Free-text object descriptions:
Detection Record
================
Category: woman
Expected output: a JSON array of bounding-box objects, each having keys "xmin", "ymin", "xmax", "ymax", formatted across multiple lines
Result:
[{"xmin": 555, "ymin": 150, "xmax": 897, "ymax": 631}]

• _INSTRUCTIONS FOR THE TASK_
Line by line, copy the data above exactly as it reads.

• _OUTPUT FOR THIS EXERCISE_
Detection Record
================
Category: woman
Expected output: a JSON array of bounding-box objects, each having keys "xmin", "ymin", "xmax", "ymax", formatted across multiple lines
Result:
[{"xmin": 555, "ymin": 150, "xmax": 897, "ymax": 631}]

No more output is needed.